(Beginning of PROVIDED TEXT)
I'm in the Houston area so I'm assuming there are plenty of specialists around, though finding one that accepts my insurance might be hard. This might sound dumb, but do I search for a celiac specialist?? I'm so new to this and want to feel confident in what is/isn't wrong with my daughter. I'm with you on trusting the specialist to know the current research.

Hi VB Thats sounds like a good plan. Would it help to know that a frustrating experience in seeking diagnosis isn't unusual With your IGG result I'm sure a part of you is still wondering if they are right to exclude celiac. I know just how you feel as I too had a negative biopsy, but by then a gluten challenge had already established how severely it affected me. So I was convinced I would be found to be celiac and in a funny way disappointed not to get the 'official' stamp of approval. Testing isnt perfect, you've already learned of the incomplete celiac tests offered by some organisations and the biopsy itself can only see so much. If you react positively to the gluten free diet it may mean you're celiac but not yet showing damage in a place they've checked, or it may be that you're non celiac gluten sensitive, which is a label that for a different but perhaps related condition which has only recently been recognised and for which research is still very much underway. We may not be able to say which but the good news is all of your symptoms: were also mine and they all resolved with the gluten free diet. So don't despair, you may still have found your answer, it just may be a bit wordier than celiac! Keep a journal when you're on the diet, it may help you track down your own answers. Best of luck!

Run to the nearest celiac disease specialty center if you can. Especially with conflicting doc opinions. Where do you live? Honestly, I test positive to only the DGP and the newest research on its specificity is a mixed bag. My recent scope did not show "active" celiac disease but only a slight increase in IELs. I am waiting for my post biopsy appointment with the Celiac specialist next month. But I've been through a couple of GI'S locally and honestly I feel it was definitely worth going to a specialist. Especially when you have some positive blood work but a normal biopsy the doctors really go back and Forth on diagnosis and never really know for certain. Unfortunately given the above I just said I probably still do not know for certain. Sigh. But I trust the specialist to be at the top of his game on the research and at least I can feel confident and comfortable in what his opinion may be next month.

That's a great list with such great info! Do you eat at Shucks?
(End of PROVIDED TEXT)
(Beginning of THE DATA)
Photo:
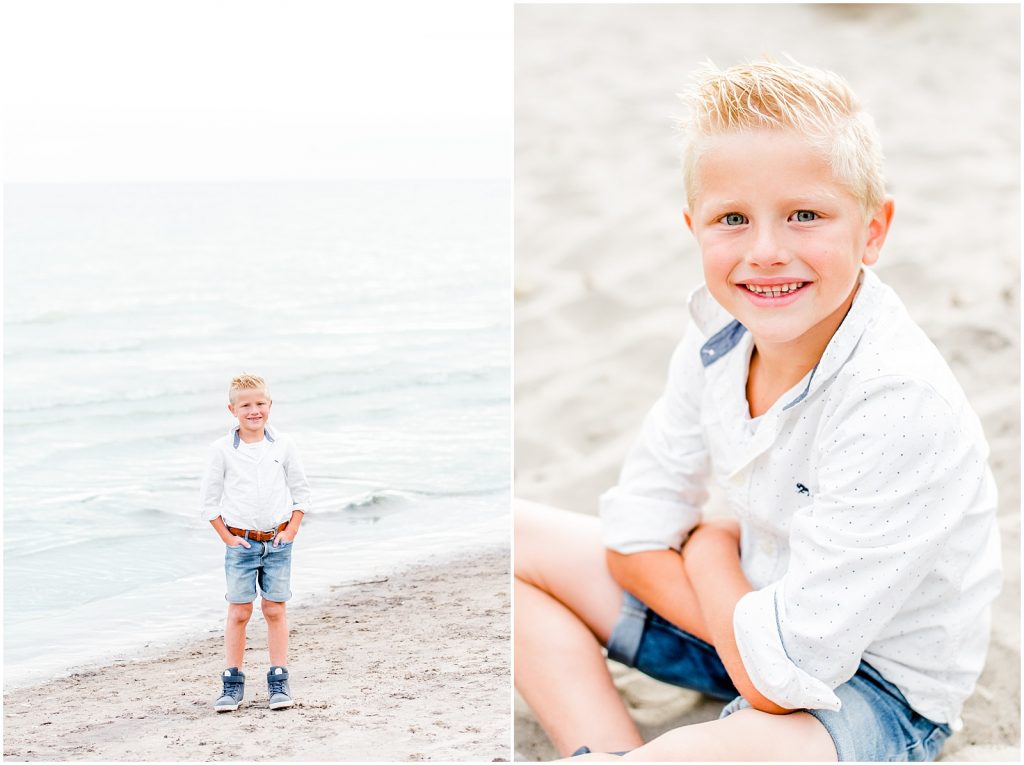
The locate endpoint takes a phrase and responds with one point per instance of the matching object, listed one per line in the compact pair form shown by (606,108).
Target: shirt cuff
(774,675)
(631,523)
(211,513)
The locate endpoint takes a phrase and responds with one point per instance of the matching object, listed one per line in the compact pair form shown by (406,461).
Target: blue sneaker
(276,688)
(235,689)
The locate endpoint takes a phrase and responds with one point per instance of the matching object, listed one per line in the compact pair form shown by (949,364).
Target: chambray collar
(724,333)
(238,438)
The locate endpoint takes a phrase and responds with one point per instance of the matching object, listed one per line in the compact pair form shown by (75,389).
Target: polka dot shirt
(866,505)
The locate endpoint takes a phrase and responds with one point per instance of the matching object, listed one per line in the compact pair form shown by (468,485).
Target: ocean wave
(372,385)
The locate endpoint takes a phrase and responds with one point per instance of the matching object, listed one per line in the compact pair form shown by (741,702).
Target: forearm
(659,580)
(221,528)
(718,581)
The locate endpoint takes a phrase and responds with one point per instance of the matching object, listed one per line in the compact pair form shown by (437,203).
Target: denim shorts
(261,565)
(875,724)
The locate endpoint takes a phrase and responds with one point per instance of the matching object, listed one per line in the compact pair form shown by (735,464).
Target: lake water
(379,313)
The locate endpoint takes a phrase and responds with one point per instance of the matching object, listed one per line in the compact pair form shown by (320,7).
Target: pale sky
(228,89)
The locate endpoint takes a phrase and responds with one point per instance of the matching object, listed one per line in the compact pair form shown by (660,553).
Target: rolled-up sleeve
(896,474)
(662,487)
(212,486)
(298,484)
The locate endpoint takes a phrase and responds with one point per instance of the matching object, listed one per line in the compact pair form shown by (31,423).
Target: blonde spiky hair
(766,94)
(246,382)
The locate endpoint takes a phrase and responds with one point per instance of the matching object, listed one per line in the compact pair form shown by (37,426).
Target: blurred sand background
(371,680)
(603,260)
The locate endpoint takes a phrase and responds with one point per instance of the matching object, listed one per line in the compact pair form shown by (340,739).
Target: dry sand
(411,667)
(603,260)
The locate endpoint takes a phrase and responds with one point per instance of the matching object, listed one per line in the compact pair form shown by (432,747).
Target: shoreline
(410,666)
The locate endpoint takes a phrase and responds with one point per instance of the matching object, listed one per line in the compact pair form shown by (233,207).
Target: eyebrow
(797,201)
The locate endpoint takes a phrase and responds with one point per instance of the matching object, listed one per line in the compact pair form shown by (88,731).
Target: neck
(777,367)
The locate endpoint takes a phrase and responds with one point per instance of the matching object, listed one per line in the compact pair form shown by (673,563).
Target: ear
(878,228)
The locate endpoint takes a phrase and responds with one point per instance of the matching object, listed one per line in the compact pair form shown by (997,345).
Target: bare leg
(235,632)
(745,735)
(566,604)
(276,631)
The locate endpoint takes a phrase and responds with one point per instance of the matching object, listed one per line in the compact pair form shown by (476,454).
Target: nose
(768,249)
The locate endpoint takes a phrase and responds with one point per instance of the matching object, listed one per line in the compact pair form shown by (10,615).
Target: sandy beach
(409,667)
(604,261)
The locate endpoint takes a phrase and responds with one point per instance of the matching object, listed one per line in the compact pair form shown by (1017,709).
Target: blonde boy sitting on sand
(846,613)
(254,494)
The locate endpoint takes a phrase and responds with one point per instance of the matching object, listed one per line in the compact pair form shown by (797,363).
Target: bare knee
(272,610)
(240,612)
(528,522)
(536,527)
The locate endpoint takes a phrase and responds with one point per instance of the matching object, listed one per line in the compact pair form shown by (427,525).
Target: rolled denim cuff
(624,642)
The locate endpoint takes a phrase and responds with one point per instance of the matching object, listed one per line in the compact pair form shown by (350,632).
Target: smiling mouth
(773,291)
(End of THE DATA)
# WHAT TO WORK ON:
In the celiac discussion, rewrite everything from "I'm in the Houston" down to "the current research.", replacing "insurance" with "health plan". The listing has no connection to the celiac discussion.

# ANSWER TO THE PROBLEM:
I'm in the Houston area so I'm assuming there are plenty of specialists around, though finding one that accepts my health plan might be hard. This might sound dumb, but do I search for a celiac specialist?? I'm so new to this and want to feel confident in what is/isn't wrong with my daughter. I'm with you on trusting the specialist to know the current research.